▶ **PASSAGE TO READ**
^^^^^^^^
IMHO there exist better hi power transistors than the 2SC5200.
I prefer the 2SC3264/2SA1295 combo. It is fast and reliable
A N D there are no fakes known of those Sanken devices!
Uli
:nod: :nod: :nod: |
|
|
| Duo |
Well, obviously there are better transistors around than this for the job. We are just trying to help with a case involving just the original transistors stated.
If I had my way, I'd use some MJ21193/21194 or similar onsemis in my amp;) |
|
|
| uli |
| quote: | Originally posted by Duo
If I had my way, I'd use some MJ21193/21194 or similar onsemis in my amp;) |
You are right, but in the first post there is stated a "planned"
amp so I think good advice is to start with another transistor
couple.
Uli
:nod: :nod: :nod:
PS: those motorolas are like diesel engines :D
powerful but SLOW:devilr: :devilr: :devilr: |
|
|
| Duo |
Of course. If one might be able to scrape the slate for new specification in transistors, I'd definitley not mess around with the 1943/5200 pair.
As far as 21193/21194, yes, not the fastest, but bloody indestructable compared to most transistors.
For faster ones though, onsemi has some really fast transistors that'll take as much beating. ;)
EDIT: Yes, the MJL4281/4302 pair are very nice. Wicked SOA and fast like an oiled pig. |
|
|
| uli |
| quote: | Originally posted by Duo
Yes, the MJL4281/4302 pair are very nice. Wicked SOA and fast like an oiled pig. |
good choice!
Uli
:nod: :nod: :nod: |
|
|
| hienrich |
:) :)
ok, ok, I change my mind. Upon going with the thread, and lists of
expert advice and mathemathics from you guys. I change my mind.
I'd rather go for MJL's, so I will never have problems unlocking our old
expired fire extinguisher.
with MJL's, maybe I could go more farther than +/- 78vdc or even go as far as +/- 96vdc. Sankens are too expensive.
Actually by this time, I'm still in the process with my new project.
^^^^^^^^
▶ **MATERIAL PROVIDED**
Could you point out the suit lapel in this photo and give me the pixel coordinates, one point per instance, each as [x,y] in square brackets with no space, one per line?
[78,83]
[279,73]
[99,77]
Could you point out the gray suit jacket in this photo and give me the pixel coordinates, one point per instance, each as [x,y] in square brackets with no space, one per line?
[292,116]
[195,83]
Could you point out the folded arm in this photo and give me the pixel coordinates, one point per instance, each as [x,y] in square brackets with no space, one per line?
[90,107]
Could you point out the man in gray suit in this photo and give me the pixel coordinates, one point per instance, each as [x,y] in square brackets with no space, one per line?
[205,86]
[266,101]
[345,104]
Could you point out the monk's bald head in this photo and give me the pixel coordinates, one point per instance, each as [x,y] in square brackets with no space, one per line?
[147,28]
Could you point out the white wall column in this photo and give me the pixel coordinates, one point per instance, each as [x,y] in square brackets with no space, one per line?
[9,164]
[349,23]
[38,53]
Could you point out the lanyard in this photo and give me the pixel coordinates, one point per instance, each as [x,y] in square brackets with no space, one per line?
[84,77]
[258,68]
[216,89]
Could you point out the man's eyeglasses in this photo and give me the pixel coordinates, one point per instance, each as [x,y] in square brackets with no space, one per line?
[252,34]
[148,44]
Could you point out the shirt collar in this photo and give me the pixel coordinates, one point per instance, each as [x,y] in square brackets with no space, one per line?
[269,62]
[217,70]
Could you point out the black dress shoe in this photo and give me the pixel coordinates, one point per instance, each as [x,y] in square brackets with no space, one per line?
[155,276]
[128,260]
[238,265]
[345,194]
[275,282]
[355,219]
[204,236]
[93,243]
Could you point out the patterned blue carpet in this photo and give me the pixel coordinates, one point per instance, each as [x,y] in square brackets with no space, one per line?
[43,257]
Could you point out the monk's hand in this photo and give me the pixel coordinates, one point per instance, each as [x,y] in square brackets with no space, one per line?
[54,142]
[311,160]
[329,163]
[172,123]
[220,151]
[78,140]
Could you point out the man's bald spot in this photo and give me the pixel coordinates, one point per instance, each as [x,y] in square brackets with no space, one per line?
^^^^^^^^
▶ **DIRECTIONS FOR THIS TASK**
Continue the forum thread on amplifier power transistors, starting from its final sentence. The data above have no connection to the forum thread on amplifier power transistors.

▶ **RIGHT ANSWER**
Hey hobbyists, audio freaks check this out.
http://www.eserviceinfo.com/downloa...tel_rb1090.html
:) :) :)
HIENRICH |
|
|
| Workhorse |
Hi ULI & DUO
Class-H is similar to Class-AB Except there are 2 or more power Supply TIER's are present. In this situation If the output swing is less than the Reference voltage then the lower rail is used and when it exceeds the reference point the high voltage rail is switched on by switching Mosfets in rails. This Class-H simply increases the efficiency a little bit.This simply ellaborates that the trannies are very well exposed to high voltage.
QSC uses +140 & -140 rails for high voltage swings.
Regards
Kanwar |
|
|
| Duo |
| workhorse: Thanks for re-iterating what we've already said.;) |
|
|
| Duo |
| That's really interesting reverse engineering how that output stage on the QSC works. Certainly not a typical style of output stage. |
|
|
| uli |
| quote: | Originally posted by Workhorse
Hi ULI & DUO
Class-H is similar to Class-AB Except there are 2 or more power Supply TIER's are present. |
1) Class H is in no way similar to class AB as AB is something
to avoid at all costs. It is a pure class B design at the constant
supply level.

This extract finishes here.